Çalışma Yönergeleri -
• a. Chris Pine röportajında oyuncu üniversitede hangi eğitimi aldığını söylüyor?
• b. Chris Pine röportajından, "Oyunculuktan başka bir" sözlerini içeren yerden başlayıp "başarılı olamazdım sanıyorum." sözlerinden sonra biten bölümü hiç değiştirmeden yeniden yazın.

Sunulan Alıntı -
^^^^^^^^^^^^^^^^

Habertürk
    Takipde Kalın!
      Günlük gelişmeleri takip edebilmek için habertürk uygulamasını indirin

        “Kalkışta 12. sıradayız” anonsuyla irkiliyorum. Nereden baksak 40 dakika daha rötar... Zaman aleyhime işliyor. 5 saat sonra Londra’da yapacağım ABD’li sinema oyuncusu Chris Pine röportajına geç kalma tehlikesiyle karşı karşıyayım. Bari geçen yıl bizde de gösterilen “Bilinmeze Doğru Star Trek” filmini bir kez daha izleyeyim. Neyse ki Londra’ya iniş zor değildi, trafik de fena sayılmazdı da 15 dakika gecikmeyle yetişebildim. Öncelikle filmdeki Kaptan Kirk’i heybetsiz bulan arkadaşlarıma söyleyeyim, boyu, posu ve karizması yerindeydi. Oldukça samimi ve kibardı. Armani’nin Code parfümünün yüzü olan ünlü oyuncunun İstanbul’dan geldiğimi öğrenince daha ilgili davrandığını da söylemelim.

        Giorgio Armani bir röportajımızda İstanbul’un siluet ve ışıkların bir karışımı olduğunu söylemişti. Çok büyük bir ruhun vücut bulmasına benzetmişti. Siz İstanbul hakkında ne düşünüyorsunuz?

        İstanbul’a gitmeyi çok isterim, konuştuğum herkes oraya gitmiş ve sevmiş. İstanbul hakkında çok iyi şeyler söylüyorlar. Kültürün ve sanat eserlerinin ne kadar muhteşem olduğundan bahsediyorlar. Doğu’yla Batı’nın tam bir birleşimi, ilerici, seksi... İstanbul’da çalışmak için sabırsızlanıyorum.

        İstanbul’da takipçiniz çok. Mesela Türkiye’nin en popüler ve seksi kadınlarından Burcu Esmersoy. Kısa süre önce bir röportajında, yatak odanızın nasıl olduğunu merak ettiğini söylemişti.

        Kim dediniz?

        Burcu Esmersoy. Türkiye’de çok popüler bir kadın...

        Yatak odamı mı merak etmiş?

        Onun merakını gidermek ister miydiniz?

        Onu tanımıyorum. Ama harika biri olsa gerek.

        ‘YAZMAYI VE YÖNETMEYİ SEVİYORUM’

        Ailenizde pek çok oyuncu da var. Onların izinden gitmeseydiniz sizce ne olurdunuz?

        Oyunculuktan başka bir şeye ilgi duymadım. Üniversitede İngilizce eğitimi aldım çünkü başka ilgi alanım yoktu, okumaktan hoşlanıyorum. Başka meslekte başarılı olamazdım sanıyorum.

^^^^^^^^^^^^^^^^

Veri Kayıtları -
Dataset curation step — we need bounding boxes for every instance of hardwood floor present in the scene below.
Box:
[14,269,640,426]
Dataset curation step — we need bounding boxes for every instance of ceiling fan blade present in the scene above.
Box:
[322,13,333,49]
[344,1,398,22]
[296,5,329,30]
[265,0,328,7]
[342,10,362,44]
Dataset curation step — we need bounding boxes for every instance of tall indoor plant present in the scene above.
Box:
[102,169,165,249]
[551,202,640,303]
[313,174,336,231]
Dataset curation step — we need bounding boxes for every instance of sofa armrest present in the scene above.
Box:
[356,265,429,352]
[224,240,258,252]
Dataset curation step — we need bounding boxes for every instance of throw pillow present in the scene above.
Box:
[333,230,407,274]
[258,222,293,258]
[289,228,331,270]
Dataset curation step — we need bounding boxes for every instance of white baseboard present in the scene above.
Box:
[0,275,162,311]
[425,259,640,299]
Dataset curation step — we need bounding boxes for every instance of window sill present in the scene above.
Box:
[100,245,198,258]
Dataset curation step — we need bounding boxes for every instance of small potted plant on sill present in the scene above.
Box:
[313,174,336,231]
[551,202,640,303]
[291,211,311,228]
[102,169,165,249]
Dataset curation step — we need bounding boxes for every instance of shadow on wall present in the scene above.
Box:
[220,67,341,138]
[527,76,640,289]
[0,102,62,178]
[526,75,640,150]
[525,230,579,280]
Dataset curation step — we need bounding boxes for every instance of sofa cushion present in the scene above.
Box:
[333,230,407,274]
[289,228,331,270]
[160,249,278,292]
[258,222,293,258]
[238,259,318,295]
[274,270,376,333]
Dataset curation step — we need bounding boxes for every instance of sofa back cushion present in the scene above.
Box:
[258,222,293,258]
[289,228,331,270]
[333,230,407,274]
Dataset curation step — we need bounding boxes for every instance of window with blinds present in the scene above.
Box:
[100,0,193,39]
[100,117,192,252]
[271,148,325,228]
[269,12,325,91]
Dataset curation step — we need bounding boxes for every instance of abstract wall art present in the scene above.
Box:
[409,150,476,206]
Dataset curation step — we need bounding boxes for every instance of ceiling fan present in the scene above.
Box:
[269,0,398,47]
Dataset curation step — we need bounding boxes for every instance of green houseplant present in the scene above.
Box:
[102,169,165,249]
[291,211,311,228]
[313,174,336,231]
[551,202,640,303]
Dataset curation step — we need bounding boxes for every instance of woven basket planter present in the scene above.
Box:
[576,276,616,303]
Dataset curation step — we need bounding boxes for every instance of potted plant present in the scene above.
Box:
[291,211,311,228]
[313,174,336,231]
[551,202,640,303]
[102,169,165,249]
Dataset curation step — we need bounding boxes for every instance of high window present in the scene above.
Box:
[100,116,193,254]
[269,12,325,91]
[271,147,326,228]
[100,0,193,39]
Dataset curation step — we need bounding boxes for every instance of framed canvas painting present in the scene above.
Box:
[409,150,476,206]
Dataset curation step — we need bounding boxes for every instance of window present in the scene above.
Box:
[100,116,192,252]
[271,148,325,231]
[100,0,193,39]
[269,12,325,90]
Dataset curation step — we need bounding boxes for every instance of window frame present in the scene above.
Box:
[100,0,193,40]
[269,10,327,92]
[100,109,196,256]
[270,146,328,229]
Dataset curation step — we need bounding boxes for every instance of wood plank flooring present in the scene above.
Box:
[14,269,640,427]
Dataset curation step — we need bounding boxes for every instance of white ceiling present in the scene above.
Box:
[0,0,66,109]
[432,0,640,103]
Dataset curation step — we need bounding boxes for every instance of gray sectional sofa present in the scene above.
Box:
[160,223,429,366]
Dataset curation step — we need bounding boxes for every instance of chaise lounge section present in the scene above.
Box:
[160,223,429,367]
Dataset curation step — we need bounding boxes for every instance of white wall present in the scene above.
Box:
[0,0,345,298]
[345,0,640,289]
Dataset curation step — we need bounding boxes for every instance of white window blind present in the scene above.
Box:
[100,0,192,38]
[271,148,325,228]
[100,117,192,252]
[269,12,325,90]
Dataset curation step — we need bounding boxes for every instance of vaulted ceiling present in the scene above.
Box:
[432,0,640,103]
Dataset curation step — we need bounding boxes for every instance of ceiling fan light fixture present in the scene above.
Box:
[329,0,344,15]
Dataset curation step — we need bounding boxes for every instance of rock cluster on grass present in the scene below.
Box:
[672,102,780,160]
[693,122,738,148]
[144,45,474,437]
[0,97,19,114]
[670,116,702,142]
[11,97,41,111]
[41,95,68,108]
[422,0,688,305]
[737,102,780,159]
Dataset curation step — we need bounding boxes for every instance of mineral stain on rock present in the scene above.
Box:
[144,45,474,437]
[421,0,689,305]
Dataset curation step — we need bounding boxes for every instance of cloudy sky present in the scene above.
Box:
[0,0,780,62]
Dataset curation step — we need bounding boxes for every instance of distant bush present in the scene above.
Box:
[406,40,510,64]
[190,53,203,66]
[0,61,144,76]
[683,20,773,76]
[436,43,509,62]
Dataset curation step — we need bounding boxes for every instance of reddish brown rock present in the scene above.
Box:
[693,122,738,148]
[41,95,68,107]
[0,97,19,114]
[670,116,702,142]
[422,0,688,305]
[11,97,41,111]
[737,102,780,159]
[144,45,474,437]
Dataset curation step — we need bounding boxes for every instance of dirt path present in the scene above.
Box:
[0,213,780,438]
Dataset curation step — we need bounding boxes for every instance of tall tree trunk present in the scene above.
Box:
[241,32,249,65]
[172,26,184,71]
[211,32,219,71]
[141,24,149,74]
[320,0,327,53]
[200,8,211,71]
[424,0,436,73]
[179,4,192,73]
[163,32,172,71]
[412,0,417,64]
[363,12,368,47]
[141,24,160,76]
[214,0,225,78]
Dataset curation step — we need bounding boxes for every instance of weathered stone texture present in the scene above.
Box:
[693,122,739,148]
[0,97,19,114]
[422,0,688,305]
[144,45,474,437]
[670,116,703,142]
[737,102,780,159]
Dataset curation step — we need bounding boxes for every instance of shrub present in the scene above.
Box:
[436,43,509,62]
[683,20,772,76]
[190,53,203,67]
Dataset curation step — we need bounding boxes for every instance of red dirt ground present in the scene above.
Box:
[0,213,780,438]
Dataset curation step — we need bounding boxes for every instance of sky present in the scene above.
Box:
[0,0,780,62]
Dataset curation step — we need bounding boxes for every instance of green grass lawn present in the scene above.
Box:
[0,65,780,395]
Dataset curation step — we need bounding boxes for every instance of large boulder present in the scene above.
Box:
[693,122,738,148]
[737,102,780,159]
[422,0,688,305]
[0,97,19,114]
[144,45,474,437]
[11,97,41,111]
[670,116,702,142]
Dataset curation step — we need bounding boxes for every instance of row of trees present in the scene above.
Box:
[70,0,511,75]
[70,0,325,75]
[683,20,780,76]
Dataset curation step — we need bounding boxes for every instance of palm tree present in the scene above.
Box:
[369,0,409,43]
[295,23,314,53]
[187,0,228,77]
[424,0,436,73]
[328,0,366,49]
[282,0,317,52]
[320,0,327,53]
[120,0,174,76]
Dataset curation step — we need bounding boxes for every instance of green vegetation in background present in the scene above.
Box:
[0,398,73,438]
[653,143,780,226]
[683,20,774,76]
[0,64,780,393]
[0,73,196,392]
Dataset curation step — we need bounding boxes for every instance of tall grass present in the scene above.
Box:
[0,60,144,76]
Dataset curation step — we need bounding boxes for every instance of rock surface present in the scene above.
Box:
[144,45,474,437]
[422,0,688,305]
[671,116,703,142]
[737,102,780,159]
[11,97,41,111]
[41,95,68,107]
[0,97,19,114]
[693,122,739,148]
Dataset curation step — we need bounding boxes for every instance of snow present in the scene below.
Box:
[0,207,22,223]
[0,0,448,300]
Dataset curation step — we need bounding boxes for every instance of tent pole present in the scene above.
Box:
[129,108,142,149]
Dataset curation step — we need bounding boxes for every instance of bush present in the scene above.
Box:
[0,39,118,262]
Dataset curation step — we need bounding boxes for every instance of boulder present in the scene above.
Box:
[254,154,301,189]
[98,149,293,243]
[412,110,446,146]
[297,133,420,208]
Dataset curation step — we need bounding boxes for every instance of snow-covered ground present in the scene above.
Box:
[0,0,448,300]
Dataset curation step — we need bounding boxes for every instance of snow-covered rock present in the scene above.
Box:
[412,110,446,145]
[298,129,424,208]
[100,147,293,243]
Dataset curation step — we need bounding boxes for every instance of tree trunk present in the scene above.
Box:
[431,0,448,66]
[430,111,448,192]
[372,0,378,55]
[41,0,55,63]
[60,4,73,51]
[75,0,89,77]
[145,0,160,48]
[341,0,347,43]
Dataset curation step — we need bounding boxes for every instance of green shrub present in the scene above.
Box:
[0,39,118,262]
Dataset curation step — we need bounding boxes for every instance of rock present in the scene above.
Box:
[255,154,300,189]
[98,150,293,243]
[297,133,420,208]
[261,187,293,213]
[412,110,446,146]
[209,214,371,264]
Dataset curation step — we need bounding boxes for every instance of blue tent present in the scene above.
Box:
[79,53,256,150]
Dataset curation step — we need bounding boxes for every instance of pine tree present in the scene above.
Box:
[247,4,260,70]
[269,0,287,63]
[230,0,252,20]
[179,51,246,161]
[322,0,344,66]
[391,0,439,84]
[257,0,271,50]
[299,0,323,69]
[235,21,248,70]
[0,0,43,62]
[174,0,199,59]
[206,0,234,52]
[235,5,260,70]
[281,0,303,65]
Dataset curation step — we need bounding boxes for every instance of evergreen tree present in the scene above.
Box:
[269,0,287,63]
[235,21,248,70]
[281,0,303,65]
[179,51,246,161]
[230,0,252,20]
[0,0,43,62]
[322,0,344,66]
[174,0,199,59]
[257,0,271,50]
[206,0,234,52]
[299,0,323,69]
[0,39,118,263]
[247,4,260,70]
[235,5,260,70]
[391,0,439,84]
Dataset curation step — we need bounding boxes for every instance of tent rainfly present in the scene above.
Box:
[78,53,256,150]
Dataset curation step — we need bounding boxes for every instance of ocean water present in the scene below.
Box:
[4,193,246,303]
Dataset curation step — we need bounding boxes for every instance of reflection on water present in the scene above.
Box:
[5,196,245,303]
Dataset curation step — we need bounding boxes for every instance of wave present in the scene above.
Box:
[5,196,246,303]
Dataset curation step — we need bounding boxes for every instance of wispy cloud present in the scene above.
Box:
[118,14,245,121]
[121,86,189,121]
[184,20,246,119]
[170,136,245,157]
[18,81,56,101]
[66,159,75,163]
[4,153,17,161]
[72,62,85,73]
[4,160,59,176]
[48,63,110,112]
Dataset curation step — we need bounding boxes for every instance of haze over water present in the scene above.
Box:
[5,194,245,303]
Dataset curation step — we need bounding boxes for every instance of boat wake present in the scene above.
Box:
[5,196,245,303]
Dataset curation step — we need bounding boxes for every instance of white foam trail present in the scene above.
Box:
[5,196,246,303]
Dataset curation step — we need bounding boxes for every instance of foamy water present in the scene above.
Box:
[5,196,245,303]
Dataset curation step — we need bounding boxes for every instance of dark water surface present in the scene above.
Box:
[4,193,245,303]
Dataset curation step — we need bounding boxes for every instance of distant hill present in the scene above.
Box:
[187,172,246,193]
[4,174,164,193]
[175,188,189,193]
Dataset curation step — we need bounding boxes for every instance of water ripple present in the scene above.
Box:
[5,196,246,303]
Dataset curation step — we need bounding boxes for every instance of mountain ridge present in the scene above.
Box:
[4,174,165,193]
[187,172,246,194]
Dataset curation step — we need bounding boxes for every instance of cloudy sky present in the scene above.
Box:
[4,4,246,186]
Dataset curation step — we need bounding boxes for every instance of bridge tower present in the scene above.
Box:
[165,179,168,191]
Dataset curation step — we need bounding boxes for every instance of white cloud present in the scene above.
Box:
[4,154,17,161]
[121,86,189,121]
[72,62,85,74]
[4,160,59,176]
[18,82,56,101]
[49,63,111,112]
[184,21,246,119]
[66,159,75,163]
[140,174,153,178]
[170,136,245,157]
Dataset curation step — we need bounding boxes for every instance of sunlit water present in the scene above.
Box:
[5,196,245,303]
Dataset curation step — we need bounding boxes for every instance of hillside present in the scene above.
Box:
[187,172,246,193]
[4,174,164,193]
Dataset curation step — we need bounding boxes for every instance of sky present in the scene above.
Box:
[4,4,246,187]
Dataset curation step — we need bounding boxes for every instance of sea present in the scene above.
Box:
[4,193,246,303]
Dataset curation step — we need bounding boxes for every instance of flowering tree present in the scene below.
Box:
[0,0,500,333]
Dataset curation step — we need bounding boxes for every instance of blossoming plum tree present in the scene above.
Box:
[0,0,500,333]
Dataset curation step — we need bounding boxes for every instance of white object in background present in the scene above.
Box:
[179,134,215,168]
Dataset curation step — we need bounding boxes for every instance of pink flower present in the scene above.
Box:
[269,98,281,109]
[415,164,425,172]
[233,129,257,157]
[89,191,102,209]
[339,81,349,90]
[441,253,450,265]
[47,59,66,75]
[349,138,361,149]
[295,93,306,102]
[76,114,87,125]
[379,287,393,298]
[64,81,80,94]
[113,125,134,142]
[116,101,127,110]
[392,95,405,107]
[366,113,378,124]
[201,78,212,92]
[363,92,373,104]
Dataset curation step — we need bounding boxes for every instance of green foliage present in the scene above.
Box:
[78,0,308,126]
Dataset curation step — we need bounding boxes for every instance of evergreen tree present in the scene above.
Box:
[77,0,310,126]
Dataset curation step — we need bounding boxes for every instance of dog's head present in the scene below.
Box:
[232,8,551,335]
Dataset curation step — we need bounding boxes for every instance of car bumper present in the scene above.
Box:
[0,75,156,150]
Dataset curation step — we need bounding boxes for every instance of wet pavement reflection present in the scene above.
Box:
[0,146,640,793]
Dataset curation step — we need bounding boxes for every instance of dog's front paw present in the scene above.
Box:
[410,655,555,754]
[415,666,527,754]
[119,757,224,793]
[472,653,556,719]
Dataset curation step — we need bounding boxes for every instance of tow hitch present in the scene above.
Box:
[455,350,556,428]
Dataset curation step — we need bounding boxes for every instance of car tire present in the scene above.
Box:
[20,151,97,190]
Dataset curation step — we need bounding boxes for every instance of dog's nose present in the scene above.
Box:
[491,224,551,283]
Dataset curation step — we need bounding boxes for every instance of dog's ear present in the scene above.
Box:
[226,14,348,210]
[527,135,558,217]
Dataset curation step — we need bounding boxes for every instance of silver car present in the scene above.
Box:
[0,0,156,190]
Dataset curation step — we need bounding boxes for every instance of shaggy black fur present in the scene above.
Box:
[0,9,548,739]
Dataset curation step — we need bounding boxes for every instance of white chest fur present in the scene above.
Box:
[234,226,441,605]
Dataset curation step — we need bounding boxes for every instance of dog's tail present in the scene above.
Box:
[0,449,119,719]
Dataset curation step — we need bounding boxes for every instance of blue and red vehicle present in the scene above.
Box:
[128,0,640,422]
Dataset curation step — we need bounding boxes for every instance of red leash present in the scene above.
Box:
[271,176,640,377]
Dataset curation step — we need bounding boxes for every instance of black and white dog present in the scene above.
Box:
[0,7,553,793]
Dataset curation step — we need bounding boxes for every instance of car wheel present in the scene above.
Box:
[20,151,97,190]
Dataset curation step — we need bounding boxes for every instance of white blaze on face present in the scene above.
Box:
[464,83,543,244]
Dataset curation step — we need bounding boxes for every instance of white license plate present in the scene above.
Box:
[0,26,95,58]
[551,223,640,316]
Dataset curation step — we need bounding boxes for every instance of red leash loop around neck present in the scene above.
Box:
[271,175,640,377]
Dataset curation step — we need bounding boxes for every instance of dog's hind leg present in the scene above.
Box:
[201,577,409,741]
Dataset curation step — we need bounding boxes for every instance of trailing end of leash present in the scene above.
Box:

^^^^^^^^^^^^^^^^

Yazılı Cevaplar -
• a. İngilizce eğitimi aldığını söylüyor.

• b.
Oyunculuktan başka bir şeye ilgi duymadım. Üniversitede İngilizce eğitimi aldım çünkü başka ilgi alanım yoktu, okumaktan hoşlanıyorum. Başka meslekte başarılı olamazdım sanıyorum.